> Your goal
Return only the lines starting at the line that contains "Every instance gets one point. Tag the blurred" and ending with the final line of the listing; include both endpoints.

[Location annotation dataset excerpts]

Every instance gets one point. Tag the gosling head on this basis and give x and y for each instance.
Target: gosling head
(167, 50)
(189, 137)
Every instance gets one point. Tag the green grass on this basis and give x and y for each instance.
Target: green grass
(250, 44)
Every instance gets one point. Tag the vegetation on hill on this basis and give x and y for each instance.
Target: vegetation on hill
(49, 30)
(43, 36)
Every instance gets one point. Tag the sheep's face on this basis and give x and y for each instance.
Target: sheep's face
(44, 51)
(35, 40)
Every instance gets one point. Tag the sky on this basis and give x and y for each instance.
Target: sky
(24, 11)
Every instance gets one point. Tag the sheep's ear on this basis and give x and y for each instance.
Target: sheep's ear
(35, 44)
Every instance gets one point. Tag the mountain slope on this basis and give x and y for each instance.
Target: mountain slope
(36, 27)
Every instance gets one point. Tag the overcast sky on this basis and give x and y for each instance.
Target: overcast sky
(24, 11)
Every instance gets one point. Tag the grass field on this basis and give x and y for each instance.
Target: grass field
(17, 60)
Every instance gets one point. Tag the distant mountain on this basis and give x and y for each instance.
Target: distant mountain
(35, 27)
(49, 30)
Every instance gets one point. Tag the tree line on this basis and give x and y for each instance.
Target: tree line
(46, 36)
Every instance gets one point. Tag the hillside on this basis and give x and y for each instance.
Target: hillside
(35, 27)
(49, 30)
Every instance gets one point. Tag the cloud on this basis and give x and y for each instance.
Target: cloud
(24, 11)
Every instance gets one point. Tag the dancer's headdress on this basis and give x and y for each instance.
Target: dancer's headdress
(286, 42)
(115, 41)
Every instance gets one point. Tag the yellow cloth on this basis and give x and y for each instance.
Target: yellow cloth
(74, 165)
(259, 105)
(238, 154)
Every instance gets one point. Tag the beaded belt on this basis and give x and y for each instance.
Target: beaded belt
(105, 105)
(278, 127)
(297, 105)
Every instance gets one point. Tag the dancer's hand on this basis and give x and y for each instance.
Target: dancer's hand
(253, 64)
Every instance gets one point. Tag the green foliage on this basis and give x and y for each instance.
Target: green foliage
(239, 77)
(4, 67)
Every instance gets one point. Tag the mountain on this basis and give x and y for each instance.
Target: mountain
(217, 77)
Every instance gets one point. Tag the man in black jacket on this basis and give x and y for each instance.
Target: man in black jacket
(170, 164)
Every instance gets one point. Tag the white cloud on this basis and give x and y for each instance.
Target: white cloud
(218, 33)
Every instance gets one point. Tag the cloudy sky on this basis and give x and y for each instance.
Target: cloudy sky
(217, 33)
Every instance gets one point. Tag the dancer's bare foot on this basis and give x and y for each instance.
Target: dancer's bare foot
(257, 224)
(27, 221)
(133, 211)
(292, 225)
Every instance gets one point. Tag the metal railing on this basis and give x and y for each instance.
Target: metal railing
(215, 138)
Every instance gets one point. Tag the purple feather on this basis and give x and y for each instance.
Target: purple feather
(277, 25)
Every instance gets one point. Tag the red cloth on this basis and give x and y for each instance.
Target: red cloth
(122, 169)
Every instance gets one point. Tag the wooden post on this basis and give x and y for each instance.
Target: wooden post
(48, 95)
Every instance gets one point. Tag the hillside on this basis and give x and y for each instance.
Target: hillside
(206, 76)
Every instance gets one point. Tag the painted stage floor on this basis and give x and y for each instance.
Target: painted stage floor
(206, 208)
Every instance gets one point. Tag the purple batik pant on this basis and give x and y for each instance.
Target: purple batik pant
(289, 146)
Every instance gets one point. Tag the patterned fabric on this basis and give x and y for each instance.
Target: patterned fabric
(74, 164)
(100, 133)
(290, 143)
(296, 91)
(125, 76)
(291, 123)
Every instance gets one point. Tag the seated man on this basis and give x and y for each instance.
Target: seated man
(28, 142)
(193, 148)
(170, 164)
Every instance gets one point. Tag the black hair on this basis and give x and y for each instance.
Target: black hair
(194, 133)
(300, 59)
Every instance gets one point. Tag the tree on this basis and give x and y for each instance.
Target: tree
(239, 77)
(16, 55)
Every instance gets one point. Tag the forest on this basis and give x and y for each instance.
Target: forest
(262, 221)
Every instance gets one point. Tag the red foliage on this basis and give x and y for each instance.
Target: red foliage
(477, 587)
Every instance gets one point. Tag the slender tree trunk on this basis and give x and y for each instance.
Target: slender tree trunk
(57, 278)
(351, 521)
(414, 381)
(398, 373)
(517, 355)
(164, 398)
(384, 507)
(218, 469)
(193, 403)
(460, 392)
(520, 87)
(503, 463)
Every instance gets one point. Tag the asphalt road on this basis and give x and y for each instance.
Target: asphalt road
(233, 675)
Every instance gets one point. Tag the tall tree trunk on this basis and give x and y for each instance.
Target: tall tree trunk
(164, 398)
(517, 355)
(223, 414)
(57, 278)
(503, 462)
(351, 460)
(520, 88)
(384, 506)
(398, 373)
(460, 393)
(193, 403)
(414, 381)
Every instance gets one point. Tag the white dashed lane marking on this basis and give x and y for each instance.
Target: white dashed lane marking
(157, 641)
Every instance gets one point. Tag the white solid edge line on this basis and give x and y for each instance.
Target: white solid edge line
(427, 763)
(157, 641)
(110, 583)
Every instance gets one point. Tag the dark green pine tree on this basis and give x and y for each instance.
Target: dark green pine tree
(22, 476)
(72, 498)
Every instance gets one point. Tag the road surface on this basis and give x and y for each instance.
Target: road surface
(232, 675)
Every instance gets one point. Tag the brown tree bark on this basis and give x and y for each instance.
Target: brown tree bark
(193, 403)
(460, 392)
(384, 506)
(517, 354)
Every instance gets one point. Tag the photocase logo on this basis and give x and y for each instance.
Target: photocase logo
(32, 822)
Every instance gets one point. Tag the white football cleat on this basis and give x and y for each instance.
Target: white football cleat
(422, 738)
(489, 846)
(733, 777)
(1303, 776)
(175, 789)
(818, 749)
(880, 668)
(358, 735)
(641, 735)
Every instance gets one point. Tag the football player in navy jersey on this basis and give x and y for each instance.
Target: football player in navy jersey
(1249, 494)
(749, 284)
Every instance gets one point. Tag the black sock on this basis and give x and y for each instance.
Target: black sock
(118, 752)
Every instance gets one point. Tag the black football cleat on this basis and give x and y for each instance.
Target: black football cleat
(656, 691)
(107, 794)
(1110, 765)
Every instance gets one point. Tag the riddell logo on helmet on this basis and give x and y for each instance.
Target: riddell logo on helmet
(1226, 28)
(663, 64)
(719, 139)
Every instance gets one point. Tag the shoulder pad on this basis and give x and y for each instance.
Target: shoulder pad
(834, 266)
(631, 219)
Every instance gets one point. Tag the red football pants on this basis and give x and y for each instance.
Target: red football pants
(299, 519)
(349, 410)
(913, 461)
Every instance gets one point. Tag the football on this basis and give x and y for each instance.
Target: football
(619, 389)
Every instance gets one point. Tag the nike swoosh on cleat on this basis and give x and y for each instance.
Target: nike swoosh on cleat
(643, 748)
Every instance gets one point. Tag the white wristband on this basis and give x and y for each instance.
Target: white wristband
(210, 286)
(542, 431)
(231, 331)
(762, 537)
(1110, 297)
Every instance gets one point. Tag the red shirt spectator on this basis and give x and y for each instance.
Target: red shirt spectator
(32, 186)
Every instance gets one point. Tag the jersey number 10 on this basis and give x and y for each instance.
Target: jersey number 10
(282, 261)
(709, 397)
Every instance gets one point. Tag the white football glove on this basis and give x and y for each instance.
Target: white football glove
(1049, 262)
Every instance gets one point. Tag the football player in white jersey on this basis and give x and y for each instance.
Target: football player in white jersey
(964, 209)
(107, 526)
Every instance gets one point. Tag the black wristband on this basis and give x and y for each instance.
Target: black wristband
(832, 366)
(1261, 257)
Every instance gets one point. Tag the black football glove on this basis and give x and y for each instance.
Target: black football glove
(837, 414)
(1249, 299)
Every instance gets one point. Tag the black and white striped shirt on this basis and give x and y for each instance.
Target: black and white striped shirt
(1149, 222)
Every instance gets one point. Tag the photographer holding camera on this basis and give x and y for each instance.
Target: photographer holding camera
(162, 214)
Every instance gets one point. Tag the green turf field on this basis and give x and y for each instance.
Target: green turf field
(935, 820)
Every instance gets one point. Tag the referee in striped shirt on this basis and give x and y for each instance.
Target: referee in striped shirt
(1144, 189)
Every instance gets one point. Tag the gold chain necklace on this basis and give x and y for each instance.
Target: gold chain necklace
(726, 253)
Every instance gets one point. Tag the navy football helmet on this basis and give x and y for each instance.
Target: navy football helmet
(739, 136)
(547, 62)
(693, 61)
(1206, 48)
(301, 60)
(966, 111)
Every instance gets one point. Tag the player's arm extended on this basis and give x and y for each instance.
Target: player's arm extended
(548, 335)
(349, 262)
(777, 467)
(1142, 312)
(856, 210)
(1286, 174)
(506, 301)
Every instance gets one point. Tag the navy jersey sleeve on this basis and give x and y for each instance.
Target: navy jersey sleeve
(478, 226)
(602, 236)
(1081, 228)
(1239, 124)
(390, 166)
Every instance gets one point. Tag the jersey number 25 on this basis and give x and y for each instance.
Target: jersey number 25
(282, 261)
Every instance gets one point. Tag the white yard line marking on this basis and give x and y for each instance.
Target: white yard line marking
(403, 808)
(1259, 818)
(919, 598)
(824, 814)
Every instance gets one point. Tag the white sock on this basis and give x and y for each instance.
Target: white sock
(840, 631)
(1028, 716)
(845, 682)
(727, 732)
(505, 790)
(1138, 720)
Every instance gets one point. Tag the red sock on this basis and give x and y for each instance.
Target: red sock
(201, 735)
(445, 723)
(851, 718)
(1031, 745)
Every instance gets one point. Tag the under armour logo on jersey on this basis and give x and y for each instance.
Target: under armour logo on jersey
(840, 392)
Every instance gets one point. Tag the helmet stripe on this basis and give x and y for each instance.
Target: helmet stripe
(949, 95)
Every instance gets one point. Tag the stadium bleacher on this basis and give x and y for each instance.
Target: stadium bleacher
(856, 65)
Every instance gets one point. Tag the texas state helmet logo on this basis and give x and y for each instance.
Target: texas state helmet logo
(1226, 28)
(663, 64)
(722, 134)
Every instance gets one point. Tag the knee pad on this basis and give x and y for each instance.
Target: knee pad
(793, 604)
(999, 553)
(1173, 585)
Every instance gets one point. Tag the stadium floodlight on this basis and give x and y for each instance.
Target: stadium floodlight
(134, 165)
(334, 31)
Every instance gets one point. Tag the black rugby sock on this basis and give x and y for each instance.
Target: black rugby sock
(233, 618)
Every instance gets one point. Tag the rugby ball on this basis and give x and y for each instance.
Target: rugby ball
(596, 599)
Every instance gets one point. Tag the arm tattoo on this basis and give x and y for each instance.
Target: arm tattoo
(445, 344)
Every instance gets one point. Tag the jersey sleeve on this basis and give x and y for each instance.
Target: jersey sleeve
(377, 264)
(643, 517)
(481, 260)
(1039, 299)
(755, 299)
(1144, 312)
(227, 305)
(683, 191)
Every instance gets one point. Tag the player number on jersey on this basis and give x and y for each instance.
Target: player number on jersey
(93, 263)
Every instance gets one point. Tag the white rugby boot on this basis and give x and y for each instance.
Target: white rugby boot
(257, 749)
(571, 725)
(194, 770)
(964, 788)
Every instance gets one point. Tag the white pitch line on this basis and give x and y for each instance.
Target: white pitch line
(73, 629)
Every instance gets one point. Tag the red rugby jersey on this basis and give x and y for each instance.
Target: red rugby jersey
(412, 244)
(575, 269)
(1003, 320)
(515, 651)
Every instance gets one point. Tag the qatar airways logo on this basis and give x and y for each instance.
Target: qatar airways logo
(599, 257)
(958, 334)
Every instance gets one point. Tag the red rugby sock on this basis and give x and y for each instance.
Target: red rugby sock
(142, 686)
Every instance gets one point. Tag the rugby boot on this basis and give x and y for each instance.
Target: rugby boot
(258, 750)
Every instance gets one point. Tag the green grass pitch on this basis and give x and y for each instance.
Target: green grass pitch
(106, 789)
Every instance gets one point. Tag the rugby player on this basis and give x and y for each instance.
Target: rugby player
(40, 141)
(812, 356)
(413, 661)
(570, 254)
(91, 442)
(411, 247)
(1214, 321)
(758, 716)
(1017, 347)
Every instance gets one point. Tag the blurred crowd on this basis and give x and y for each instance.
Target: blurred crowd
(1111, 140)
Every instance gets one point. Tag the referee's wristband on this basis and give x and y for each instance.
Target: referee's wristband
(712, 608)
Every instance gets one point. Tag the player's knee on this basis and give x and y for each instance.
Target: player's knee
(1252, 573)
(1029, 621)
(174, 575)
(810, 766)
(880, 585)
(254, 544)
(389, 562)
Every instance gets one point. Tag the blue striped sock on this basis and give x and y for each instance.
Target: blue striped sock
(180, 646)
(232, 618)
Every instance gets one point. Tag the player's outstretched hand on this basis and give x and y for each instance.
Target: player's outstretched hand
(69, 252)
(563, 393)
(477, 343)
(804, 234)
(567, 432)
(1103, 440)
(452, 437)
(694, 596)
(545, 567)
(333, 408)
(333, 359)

> Full output
Every instance gets one point. Tag the blurred crowd on this basis and give x and y for each instance.
Target: blurred crowd
(1111, 140)
Every instance gets one point. Tag the referee's wristband on this basis and give x and y for each instance.
Target: referee's wristband
(712, 608)
Every instance gets one point. Tag the player's knee on this basis and give x and y for each instance.
Target: player's knee
(1252, 573)
(1029, 621)
(174, 575)
(810, 766)
(880, 585)
(254, 544)
(389, 562)
Every instance gets one point. Tag the blue striped sock on this basis and give x and y for each instance.
Target: blue striped sock
(180, 646)
(232, 618)
Every instance gets one point. Tag the player's outstretched hand on this basis and give x and y for each instance.
Target: player's outstretched hand
(69, 252)
(563, 393)
(477, 343)
(804, 234)
(567, 432)
(1103, 440)
(452, 437)
(694, 596)
(545, 567)
(333, 408)
(333, 359)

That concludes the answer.